## Problem to work on
Rewrite the records below as a JSON list of strings, one string per line, with blank lines dropped. Start with the line containing "Q. Point to the orange" and go on through the line containing "pixel 1021 50".

## Input rows
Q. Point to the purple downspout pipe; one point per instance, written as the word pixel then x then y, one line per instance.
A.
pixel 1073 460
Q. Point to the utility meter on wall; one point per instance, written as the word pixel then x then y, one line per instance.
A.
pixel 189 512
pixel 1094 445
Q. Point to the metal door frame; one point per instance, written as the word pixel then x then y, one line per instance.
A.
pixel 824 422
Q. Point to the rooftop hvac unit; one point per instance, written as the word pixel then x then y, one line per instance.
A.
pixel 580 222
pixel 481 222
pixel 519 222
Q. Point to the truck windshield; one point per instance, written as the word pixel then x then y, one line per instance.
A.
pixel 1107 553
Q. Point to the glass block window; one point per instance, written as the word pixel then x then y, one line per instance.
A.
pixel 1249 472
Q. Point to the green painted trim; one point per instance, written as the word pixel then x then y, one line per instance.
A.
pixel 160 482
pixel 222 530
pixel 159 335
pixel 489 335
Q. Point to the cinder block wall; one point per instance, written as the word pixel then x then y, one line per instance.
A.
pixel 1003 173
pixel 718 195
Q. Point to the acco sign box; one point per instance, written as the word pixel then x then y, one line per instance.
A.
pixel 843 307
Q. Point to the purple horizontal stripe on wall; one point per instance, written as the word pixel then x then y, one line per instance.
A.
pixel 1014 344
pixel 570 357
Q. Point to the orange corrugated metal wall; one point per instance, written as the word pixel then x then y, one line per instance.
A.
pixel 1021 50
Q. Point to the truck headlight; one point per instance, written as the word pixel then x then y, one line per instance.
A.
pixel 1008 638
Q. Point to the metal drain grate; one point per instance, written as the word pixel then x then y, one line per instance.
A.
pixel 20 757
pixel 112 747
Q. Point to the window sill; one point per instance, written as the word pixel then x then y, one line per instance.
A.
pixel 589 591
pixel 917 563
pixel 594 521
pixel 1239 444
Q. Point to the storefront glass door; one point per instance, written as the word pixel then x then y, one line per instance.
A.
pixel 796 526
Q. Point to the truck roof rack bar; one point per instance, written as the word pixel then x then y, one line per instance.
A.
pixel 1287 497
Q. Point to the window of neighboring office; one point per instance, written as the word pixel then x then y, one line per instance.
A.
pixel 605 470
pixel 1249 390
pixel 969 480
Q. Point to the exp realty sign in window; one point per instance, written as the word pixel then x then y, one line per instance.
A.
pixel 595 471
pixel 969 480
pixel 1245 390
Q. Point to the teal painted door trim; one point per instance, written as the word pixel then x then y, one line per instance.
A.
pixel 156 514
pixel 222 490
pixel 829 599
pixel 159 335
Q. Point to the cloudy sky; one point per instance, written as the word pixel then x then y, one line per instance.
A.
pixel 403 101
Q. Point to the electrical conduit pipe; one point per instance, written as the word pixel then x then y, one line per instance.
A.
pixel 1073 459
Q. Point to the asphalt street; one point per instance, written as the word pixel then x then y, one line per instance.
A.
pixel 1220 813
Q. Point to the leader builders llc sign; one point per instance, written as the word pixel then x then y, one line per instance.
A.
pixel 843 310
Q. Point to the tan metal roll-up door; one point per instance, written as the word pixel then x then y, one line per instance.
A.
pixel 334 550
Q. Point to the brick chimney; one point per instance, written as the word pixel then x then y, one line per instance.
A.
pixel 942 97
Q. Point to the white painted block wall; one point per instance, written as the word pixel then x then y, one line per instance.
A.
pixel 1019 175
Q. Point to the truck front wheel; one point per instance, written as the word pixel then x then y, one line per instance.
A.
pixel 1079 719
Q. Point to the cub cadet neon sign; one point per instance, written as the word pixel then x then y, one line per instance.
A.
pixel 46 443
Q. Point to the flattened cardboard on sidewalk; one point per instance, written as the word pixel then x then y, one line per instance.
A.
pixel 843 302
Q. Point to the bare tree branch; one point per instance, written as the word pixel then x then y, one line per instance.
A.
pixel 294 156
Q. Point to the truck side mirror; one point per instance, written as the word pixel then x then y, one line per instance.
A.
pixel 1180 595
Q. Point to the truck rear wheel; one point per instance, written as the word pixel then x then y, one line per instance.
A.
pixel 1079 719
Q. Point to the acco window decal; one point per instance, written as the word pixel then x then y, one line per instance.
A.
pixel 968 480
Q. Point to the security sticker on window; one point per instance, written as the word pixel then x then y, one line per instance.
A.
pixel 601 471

## Response
[
  "Q. Point to the orange corrugated metal wall; one point per instance, written as the word pixel then x then y, one line per instance.",
  "A.",
  "pixel 1021 50"
]